▶ **Exercise prompt**
Reproduce exactly, and only, the lines of the material below running from the line bearing "Target: city skyline" through the line bearing "Target: white wall". Leave any pictures out.

▶ **Given records**
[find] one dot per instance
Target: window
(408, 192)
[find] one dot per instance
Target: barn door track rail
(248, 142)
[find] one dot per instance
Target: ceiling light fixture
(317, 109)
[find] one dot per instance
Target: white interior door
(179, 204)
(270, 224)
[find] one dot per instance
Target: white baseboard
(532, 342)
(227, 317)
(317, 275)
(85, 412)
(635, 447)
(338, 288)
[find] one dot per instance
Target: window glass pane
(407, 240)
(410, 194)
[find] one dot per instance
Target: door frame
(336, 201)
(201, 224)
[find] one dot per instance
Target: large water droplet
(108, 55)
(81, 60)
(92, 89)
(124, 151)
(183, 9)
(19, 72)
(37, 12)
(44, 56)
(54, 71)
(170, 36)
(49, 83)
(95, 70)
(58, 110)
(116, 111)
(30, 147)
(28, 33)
...
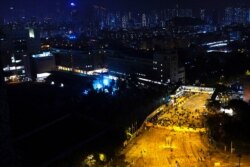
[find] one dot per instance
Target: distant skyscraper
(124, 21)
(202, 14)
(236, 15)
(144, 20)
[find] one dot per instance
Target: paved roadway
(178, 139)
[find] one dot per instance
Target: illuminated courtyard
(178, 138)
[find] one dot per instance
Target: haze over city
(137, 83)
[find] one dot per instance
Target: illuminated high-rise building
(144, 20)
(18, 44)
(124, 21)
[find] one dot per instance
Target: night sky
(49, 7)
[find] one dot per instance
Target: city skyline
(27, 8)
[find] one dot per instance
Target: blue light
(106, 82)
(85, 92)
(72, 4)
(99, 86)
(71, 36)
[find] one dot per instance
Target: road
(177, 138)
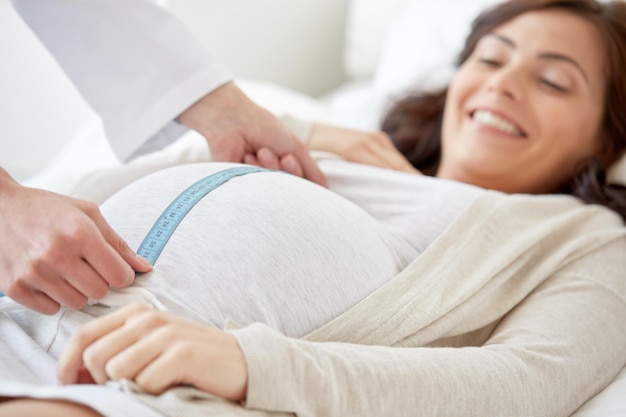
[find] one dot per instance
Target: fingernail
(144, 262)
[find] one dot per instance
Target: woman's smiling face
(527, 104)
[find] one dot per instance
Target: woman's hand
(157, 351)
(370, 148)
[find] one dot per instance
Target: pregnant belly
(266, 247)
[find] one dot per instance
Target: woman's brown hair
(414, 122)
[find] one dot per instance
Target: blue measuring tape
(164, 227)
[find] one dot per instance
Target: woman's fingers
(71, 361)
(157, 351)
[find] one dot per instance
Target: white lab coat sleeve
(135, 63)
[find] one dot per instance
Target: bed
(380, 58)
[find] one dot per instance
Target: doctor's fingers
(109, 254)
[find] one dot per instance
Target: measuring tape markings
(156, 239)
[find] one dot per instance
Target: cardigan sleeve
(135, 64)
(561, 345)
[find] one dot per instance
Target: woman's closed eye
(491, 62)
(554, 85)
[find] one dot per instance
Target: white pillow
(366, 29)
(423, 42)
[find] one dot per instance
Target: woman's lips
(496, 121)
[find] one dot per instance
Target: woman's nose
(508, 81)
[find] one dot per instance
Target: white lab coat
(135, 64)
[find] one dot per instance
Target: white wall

▶ **Output for this exercise**
Target: city skyline
(27, 8)
[find] one dot per instance
Target: blue light
(106, 82)
(85, 92)
(72, 4)
(99, 86)
(71, 36)
[find] one dot per instance
Target: road
(177, 138)
[find] one dot per instance
Target: fingernail
(144, 262)
[find] one dot per instance
Target: woman's smiling face
(527, 104)
[find] one dot per instance
Target: woman's hand
(157, 351)
(370, 148)
[find] one dot per instance
Target: pregnant belly
(266, 247)
[find] one dot per instance
Target: woman's brown hair
(414, 122)
[find] one dot per instance
Target: blue measuring tape
(164, 227)
[find] one dot per instance
Target: woman's fingers
(71, 361)
(157, 351)
[find] one dot per instance
Target: white lab coat sleeve
(135, 63)
[find] one dot per instance
Target: bed
(380, 58)
[find] one dot per instance
Target: doctor's fingers
(109, 254)
[find] one dot per instance
Target: measuring tape markings
(156, 239)
[find] one dot per instance
Target: cardigan sleeve
(135, 64)
(561, 345)
[find] one dot per instance
Target: woman's closed eye
(491, 62)
(554, 85)
[find] one dot per instance
Target: white pillow
(366, 29)
(423, 42)
[find] one dot per instance
Target: woman's lips
(496, 121)
[find] one dot per instance
Target: woman's nose
(508, 81)
[find] one dot per instance
Target: white lab coat
(135, 64)
[find] one dot per instance
Target: white wall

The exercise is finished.